*Aufgaben*:
1. Welche Bestandteile einer Sicherheitskampagne zählt der Text zur Sicherheitsstrategie ausdrücklich auf? Nenne alle.
2. Schreib den Text zur Sicherheitsstrategie nach seinem letzten Satz weiter.

*Zitierter Text*:
◆ ◆ ◆

Mit einer Sicherheitsstrategie erreichen Sie ein erhöhtes Sicherheitsbewusstsein und mehr Verständnis Ihrer Mitarbeitenden. So können sie Risiken besser erkennen und wissen, wie sie sich sicher und entsprechend den Sicherheitsanforderungen verhalten.
Effektive Change Management-Strategie
Damit die Mitarbeitenden ein neues Verhalten lernen können, ist es wichtig, darauf zu achten, dass die Veränderungen lernbar, ausführbar und akzeptierbar sind. Zudem ist es hilfreich, wenn ein gewünschtes Verhalten vom Management vorgelebt wird. Bspw. zeigt das McKinsey Influence Model (2) auf, welche Schlüsselfaktoren das Verhalten und die Gedanken der Mitarbeitenden beeinflussen, wenn es darum geht, das Verhalten zu verändern. Auch der ENISA Report (3) kommt zu der Erkenntnis, dass ein sicheres Verhalten nur erreicht werden kann, wenn das gewünschte Verhalten im täglichen Arbeitsalltag anwendbar und umsetzbar ist. Daher sollten diese Punkte bei der Entwicklung der Sicherheitsstrategie beachtet werden. Das Engagement der Mitarbeitenden verändert sich im Laufe der Zeit in Bezug auf ein Thema von Aufmerksamkeit, über Akzeptanz hin zur Verankerung. Dieser Prozess sollte in der Entwicklung der Strategie ebenfalls mitberücksichtigt werden, da jede Stufe andere Trainings-Massnahmen erfordert.
Nach der Entwicklung und Festlegung der Sicherheitsstrategie muss diese umgesetzt werden. Eine einfache und effiziente Möglichkeit dafür sind E-Learnings. Sie erlauben es, den Mitarbeitenden eine Schulung zeitlich flexibel durchzuführen. Zudem muss dafür der Arbeitsplatz nicht verlassen werden. Neue E-Learnings mit Ansätzen von Gamifizierung sind effizienter als herkömmliche E-Learnings, da sie die Nutzer durch Abzeichen, Rankings und spielerischen Elementen stärker motivieren. Ganze Sicherheitskampagnen, welche den Fokus auf unterschiedliche Lerntypen legen, sind auch eine gute Möglichkeit, das Thema Informationssicherheit in der Organisation zu verankern. Kampagnen können bspw. aus Plakaten, E-Mails, Stickern, E-Learnings, Broschüren etc. bestehen und durch eine Rahmengeschichte zusammengehalten werden.
Die Schulung auf unterschiedlichen Ebenen und Themen dient auch dazu, die verschiedenen Phasen des Change Managements zu erreichen. Denn jede Phase benötigt andere Massnahmen, damit die nächst höherer Phase herbeigeführt und die aktuelle Phase gelebt werden kann. Die Trainings dienen dazu, die Mitarbeitenden mit Hintergrundwissen zu versorgen, Erklärungen zu liefern und sich an sicherheitsrelevantes Verhalten zu erinnern. Weiter sollen sie dadurch an ein sicheres Verhalten gewöhnt und dazu motiviert werden, es auch umzusetzen.

◆ ◆ ◆

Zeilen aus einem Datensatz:
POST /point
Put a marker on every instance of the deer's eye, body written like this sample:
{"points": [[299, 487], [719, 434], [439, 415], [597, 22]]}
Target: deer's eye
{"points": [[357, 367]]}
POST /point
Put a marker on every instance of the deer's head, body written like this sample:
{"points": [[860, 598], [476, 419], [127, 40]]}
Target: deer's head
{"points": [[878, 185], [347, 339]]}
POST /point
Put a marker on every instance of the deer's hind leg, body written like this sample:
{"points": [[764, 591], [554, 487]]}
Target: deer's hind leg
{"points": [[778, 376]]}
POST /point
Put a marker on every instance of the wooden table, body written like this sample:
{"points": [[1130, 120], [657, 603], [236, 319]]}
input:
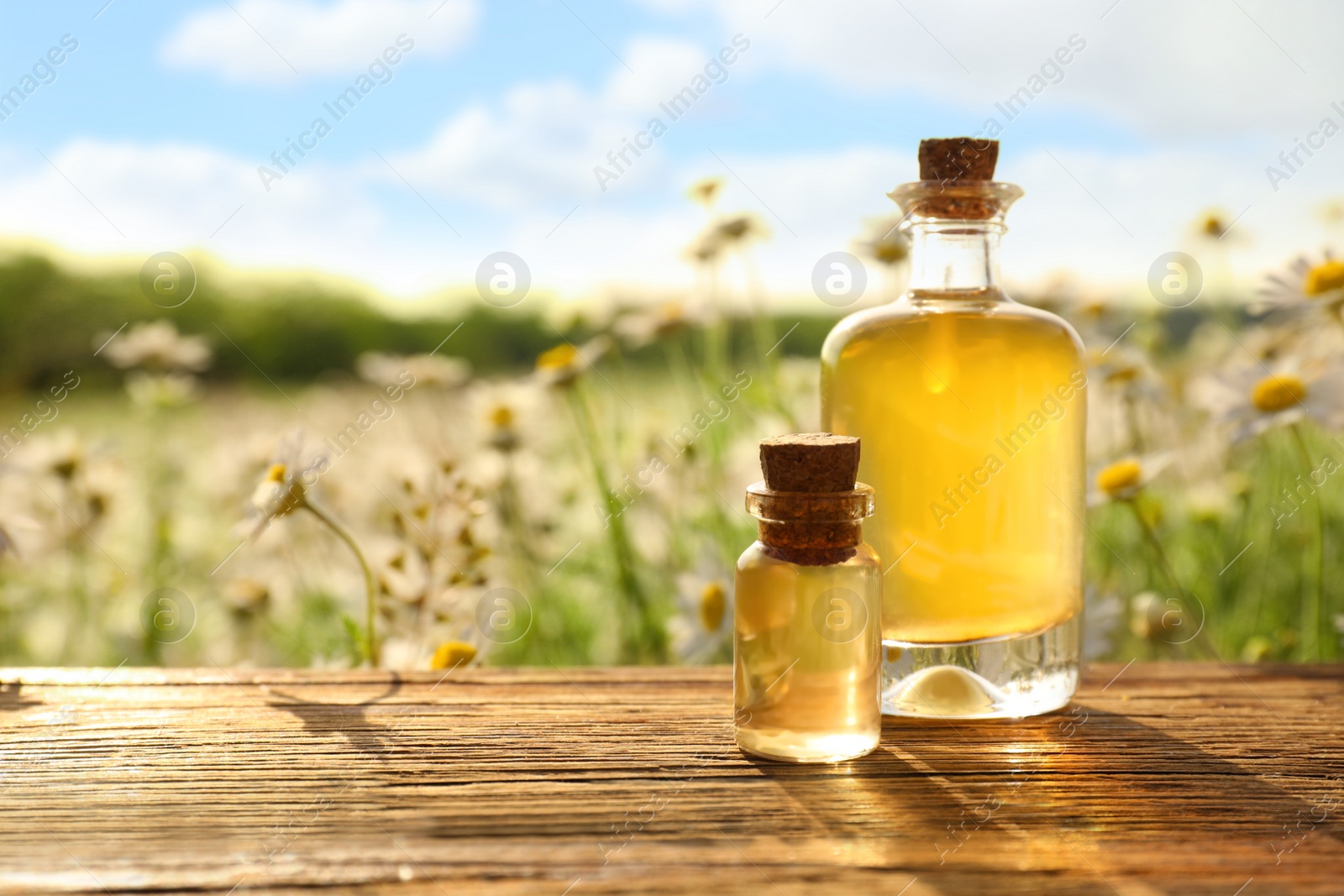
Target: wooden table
{"points": [[1169, 778]]}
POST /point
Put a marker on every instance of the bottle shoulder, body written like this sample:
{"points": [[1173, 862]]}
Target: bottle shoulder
{"points": [[757, 558], [1000, 313]]}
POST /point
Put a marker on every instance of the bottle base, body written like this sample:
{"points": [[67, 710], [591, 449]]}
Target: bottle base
{"points": [[999, 679], [806, 747]]}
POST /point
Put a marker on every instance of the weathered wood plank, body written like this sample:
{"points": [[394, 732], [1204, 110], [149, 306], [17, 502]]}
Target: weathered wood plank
{"points": [[1171, 778]]}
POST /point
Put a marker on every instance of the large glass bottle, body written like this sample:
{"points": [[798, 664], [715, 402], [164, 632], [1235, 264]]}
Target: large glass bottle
{"points": [[972, 412]]}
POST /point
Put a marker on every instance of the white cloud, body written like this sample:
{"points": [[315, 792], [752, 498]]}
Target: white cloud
{"points": [[542, 141], [269, 40], [1164, 69]]}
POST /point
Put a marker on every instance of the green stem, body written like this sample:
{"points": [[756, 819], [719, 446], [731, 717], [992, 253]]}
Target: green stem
{"points": [[1314, 613], [649, 633], [370, 591], [1151, 537]]}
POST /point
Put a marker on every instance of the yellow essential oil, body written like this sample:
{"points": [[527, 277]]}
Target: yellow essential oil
{"points": [[806, 609], [806, 658], [972, 412]]}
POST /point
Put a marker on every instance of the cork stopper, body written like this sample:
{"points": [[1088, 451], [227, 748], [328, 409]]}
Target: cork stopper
{"points": [[956, 181], [956, 159], [810, 463], [810, 506]]}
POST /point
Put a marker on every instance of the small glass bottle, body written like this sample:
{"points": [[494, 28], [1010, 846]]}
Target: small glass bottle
{"points": [[972, 411], [806, 651]]}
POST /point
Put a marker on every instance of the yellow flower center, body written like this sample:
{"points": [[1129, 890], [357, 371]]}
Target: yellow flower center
{"points": [[1120, 477], [1277, 392], [712, 600], [452, 654], [1324, 277], [557, 358]]}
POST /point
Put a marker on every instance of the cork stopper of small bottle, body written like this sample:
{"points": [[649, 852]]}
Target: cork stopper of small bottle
{"points": [[810, 463], [958, 164], [810, 506]]}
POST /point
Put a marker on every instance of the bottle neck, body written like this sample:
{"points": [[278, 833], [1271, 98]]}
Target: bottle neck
{"points": [[954, 259]]}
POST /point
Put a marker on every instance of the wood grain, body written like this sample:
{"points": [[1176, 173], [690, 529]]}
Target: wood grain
{"points": [[1166, 778]]}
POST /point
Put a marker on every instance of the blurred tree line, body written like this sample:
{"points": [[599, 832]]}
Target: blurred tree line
{"points": [[51, 320]]}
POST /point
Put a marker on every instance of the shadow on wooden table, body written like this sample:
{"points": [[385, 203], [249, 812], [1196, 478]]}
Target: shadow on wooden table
{"points": [[11, 698], [349, 720], [1030, 792]]}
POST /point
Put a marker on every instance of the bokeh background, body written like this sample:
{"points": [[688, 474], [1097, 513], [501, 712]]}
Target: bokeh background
{"points": [[465, 318]]}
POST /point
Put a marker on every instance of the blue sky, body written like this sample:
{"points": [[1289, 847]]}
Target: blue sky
{"points": [[488, 132]]}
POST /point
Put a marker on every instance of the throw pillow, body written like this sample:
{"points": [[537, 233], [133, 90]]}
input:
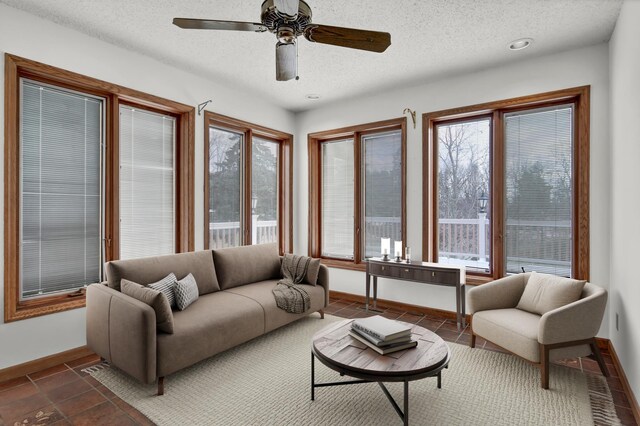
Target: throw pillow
{"points": [[165, 286], [545, 292], [154, 298], [186, 291]]}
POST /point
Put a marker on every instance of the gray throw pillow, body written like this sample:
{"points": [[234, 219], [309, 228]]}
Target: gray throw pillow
{"points": [[545, 292], [154, 298], [165, 286], [186, 291]]}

◆ ◆ ◆

*Antworten je Aufgabe*:
1. Plakate, E-Mails, Sticker, E-Learnings, Broschüren

2.
Die Transformation zu einer Sicherheitskultur muss ständig gefördert, angepasst und geändert werden, um eine nachhaltige Verbesserung zu erreichen und gleichzeitig die kontinuierlichen Veränderungen der sozialen Zusammenarbeit und der Risiken der Informations- und Kommunikationstechnologie abzudecken. Somit ist das Management einer Sicherheitskultur ein kontinuierlicher Verbesserungs- und Anpassungsprozess.
Auch die Führungskräfte müssen entsprechend geschult werden, damit sie weiterhin Ihre Mitarbeitenden motivieren und täglich die richtigen Informationssicherheits-Prinzipien anwenden. Durch die Teilnahme der Führungskräfte auf allen Ebenen wird die Wirksamkeit der Informationssicherheit gesteigert.
Um langfristige Veränderungen herbeizuführen, müssen Sie Sicherheit in der Kultur Ihres Unternehmens verankern. Dazu müssen Sie natürlich technische Lösungen finden, um Sicherheit möglich zu machen. Damit sie allerdings tatsächlich umgesetzt wird, sind Ihre Mitarbeitenden der entscheidende Ansatzpunkt. Die Etablierung einer eigenen Sicherheitskultur ist hierfür ratsam, damit die technischen, wie auch die Awareness-Lösungen für Mitarbeitende, sauber geplant, eingeführt, gelebt und überprüft werden können.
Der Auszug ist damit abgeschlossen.